Task objective — Which lines in the records contain the word "this", with case counting? Pick out each one and copy it in full.

Records of labeled points:
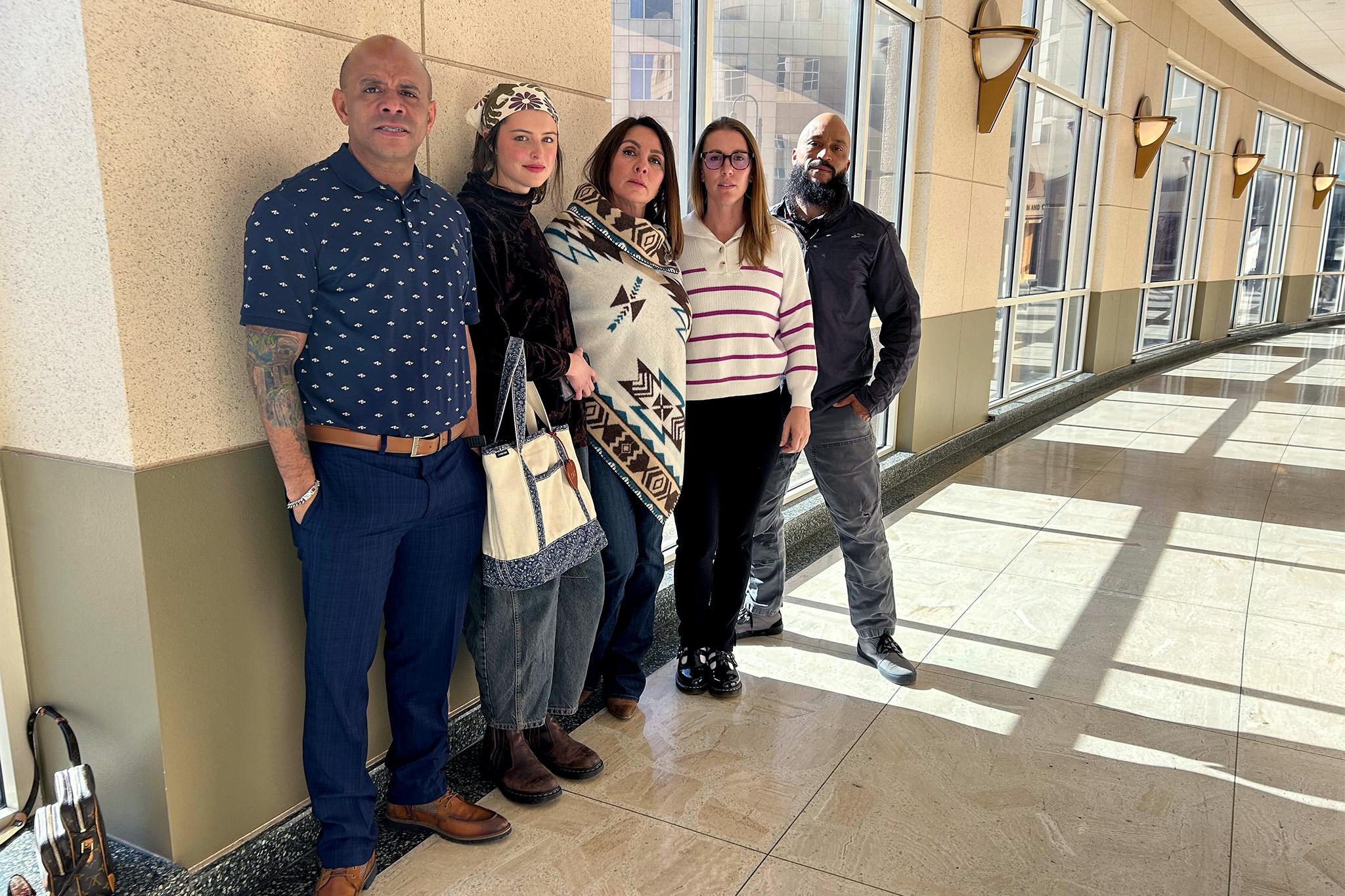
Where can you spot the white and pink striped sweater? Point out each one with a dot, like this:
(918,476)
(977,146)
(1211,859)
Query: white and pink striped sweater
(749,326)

--

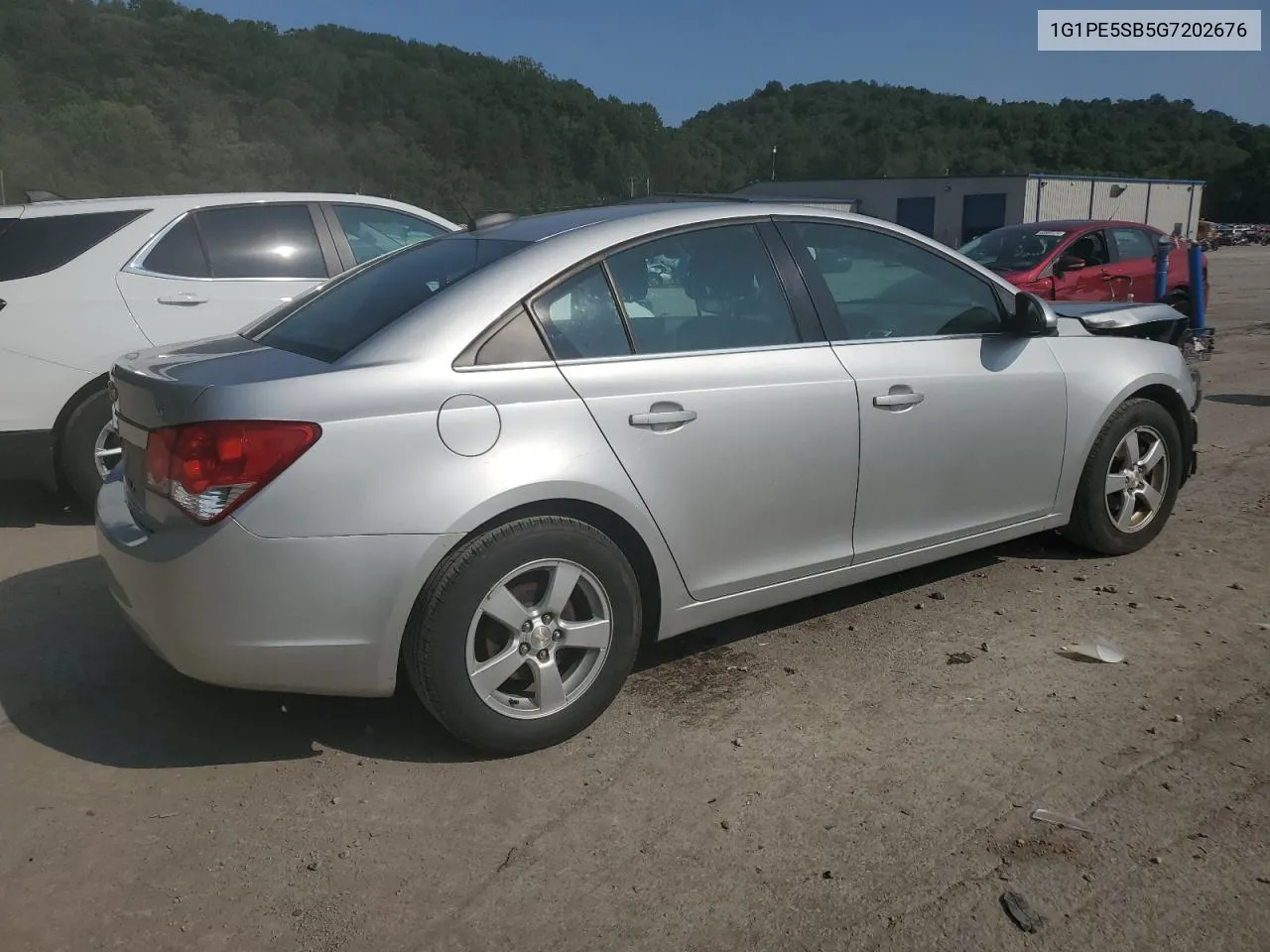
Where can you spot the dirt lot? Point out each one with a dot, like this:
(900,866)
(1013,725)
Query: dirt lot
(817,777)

Output of the task —
Where can you spot the white and pink striped sweater? Point out each one with a dot, like this:
Where can you spot the dirt lot? Point out each one with a dot, like this:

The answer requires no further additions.